> _Direction a_: Return every line of the listing that contains the word "goalkeeper".

> _Supplied passage_:

□ □ □ □ □ □ □

According to Lemma 1.10, there is a guarantee of the existence of a prime ideal in \(Q\in \mathbb {P}^\ell _\mathrm{MFP}\), that is, \(\mathcal {P}(Q)\ne \emptyset \). Thus if we restrict ourselves to \(\mathcal {P}(Q)\) then for any ideal I of a poset Q, we denote by \( V(I)= \{ P\in {\mathcal P}(Q)\;|\;\,P\supseteq I \} \) the subset of \(\mathcal {P}(Q)\) of prime ideals which contain an ideal I.

The following lemma is similar to Lemma 2.1 but for the sake of completeness we provide its proof.

Lemma 2.2

Let Q be a poset with 0 and \(I,J,I_{\alpha }\in Id(Q), \alpha \in \Lambda .\) Then

1. (1)

   \(V(Q)=\emptyset ,\ V((0])={\mathcal P}(Q)\);

2. (2)

   \(V(I)\cup V(J)=V(I\cap J);\)

3. (3)

   \(\bigcap \{ V(I_{\alpha })\;|\;\alpha \in \Lambda \} = V( \vee \left\{ I_{\alpha }\;|\;\alpha \in \Lambda \right\} ).\)

□ □ □ □ □ □ □

> _The input_:
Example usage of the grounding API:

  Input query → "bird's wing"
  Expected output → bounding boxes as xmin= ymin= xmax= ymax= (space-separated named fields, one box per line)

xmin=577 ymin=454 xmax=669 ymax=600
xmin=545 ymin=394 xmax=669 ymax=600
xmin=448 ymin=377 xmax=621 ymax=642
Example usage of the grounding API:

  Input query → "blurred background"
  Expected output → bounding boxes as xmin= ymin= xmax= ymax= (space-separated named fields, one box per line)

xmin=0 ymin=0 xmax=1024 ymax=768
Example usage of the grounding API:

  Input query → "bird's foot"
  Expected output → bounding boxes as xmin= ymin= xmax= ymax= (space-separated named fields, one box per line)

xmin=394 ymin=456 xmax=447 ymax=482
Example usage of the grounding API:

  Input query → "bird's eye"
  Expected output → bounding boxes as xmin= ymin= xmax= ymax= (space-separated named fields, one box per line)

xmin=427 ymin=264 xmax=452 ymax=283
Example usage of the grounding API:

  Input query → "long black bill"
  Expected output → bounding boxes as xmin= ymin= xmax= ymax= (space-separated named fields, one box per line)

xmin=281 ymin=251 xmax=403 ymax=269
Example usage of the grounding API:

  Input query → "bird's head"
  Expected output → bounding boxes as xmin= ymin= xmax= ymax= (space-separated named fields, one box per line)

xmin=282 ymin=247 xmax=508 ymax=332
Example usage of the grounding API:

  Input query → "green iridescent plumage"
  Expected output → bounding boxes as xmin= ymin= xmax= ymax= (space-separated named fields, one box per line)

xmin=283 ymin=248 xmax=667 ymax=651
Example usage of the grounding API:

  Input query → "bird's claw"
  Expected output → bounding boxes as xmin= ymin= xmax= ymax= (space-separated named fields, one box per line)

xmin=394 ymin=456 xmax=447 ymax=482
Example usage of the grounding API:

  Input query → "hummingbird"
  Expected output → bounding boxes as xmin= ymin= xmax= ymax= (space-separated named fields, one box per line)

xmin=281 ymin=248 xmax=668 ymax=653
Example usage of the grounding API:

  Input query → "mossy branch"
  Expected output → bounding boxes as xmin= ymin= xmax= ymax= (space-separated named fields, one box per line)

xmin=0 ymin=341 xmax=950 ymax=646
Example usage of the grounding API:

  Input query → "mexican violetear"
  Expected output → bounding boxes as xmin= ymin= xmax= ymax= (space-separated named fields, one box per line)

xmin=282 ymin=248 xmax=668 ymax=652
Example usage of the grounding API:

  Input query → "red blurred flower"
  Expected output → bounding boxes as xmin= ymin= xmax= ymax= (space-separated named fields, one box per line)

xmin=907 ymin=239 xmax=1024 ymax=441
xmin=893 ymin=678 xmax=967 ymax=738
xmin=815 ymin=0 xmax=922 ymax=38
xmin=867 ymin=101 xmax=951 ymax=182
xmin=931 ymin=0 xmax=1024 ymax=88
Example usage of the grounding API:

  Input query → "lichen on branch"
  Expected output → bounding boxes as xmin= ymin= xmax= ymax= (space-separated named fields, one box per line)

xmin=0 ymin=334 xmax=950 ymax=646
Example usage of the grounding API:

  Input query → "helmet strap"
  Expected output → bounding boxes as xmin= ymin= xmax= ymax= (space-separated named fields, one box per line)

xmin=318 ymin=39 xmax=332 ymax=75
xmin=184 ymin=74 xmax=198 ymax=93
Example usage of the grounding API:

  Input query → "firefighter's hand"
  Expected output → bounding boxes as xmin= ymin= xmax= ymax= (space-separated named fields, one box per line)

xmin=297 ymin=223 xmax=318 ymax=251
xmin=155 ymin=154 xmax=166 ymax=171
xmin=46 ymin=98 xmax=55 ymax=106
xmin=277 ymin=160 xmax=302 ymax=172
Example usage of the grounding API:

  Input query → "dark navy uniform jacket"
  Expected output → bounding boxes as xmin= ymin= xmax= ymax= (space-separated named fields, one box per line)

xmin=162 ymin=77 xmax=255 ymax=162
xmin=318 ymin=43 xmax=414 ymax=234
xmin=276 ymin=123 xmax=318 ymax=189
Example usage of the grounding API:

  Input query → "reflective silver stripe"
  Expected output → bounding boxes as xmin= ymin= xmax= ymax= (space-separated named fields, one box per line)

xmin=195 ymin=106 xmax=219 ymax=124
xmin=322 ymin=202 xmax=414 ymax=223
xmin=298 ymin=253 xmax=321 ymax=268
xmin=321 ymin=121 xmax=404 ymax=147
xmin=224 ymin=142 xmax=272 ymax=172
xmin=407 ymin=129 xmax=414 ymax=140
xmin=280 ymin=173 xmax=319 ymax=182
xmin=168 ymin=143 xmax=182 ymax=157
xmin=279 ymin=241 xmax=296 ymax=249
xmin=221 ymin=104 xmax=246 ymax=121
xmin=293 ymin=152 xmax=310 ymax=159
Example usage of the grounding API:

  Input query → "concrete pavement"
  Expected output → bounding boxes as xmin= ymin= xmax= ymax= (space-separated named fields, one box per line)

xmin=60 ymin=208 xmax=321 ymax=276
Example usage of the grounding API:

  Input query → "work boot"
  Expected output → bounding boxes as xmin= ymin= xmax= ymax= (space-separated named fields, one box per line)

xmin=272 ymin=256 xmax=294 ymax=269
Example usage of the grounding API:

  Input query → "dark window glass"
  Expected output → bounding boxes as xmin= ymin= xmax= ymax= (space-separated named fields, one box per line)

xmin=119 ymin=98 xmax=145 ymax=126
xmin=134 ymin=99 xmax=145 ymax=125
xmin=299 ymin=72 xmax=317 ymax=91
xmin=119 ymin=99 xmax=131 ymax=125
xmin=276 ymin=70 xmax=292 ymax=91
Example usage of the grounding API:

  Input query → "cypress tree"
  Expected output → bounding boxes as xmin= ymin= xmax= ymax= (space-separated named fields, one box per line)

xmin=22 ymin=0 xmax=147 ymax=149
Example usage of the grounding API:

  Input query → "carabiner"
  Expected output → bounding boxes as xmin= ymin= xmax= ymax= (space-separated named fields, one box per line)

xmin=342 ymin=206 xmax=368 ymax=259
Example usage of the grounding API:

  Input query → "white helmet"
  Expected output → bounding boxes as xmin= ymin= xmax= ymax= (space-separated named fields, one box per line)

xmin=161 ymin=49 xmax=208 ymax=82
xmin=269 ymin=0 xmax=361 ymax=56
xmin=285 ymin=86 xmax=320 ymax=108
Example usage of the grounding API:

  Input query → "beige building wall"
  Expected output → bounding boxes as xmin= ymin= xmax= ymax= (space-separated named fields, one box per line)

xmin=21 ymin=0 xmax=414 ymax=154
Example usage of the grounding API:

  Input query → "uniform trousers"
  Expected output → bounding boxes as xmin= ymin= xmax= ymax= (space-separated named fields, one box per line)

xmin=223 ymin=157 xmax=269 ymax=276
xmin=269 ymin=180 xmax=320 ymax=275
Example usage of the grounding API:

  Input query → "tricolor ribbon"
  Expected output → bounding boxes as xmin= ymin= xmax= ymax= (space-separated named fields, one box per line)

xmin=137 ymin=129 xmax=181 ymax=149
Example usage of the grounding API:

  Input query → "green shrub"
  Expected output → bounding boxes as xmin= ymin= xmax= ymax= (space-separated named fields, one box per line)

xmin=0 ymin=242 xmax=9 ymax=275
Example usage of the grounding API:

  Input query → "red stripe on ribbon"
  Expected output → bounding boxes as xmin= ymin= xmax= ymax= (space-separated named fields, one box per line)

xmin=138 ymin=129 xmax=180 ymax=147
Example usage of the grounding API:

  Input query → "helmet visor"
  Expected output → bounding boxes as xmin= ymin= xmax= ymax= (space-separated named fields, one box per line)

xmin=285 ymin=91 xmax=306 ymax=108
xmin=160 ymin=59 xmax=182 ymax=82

□ □ □ □ □ □ □

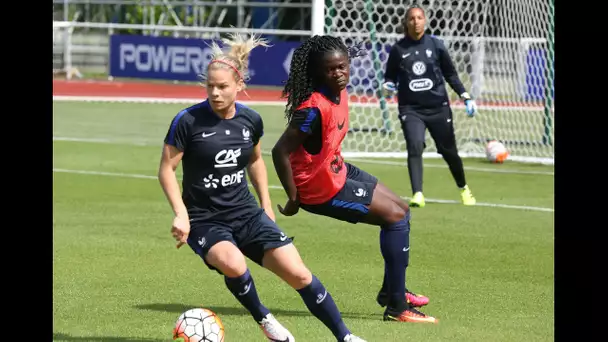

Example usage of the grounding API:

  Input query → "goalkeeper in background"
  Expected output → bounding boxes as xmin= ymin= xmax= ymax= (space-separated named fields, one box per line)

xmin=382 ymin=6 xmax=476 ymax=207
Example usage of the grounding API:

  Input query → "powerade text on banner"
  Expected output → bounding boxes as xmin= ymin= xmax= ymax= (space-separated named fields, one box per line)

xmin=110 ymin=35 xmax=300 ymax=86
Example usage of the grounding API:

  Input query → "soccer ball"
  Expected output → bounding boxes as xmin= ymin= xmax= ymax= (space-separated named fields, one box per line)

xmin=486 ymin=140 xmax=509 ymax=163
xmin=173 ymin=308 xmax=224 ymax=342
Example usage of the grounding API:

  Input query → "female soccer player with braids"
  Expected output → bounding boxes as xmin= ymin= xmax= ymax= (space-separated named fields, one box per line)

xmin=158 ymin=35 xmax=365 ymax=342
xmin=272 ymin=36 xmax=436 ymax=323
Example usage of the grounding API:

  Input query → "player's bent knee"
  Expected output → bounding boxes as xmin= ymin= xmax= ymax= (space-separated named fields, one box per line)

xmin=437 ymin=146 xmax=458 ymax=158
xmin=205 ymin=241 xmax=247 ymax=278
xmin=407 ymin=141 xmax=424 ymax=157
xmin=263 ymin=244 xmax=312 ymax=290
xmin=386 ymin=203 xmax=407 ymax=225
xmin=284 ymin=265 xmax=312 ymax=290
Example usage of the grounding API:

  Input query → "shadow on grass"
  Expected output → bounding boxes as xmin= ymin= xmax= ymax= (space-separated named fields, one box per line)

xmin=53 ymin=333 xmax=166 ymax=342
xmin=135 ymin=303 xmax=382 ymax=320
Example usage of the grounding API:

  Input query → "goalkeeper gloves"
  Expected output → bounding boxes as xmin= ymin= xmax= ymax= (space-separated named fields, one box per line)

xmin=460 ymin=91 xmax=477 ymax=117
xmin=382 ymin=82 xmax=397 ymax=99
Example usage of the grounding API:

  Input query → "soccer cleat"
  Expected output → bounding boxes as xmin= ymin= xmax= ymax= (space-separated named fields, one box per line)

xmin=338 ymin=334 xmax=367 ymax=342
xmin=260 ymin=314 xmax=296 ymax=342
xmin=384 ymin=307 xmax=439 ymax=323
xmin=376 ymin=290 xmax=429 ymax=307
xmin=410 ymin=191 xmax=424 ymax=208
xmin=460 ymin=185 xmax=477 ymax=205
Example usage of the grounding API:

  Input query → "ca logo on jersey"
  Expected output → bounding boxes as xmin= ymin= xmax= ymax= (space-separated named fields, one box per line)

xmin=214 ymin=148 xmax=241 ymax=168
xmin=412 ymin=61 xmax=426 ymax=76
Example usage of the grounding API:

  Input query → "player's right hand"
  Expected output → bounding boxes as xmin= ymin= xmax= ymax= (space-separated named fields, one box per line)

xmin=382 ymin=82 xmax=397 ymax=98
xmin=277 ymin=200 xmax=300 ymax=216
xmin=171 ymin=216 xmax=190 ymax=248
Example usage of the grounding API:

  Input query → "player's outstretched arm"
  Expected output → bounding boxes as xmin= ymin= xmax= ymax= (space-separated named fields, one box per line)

□ □ □ □ □ □ □

> _Direction b_: In the passage on prime ideals of a poset, which lemma guarantees that a prime ideal exists?

> _Correct result a_:
  Input query → "goalkeeper in background"
  Input query → "goalkeeper gloves"

> _Correct result b_: Lemma 1.10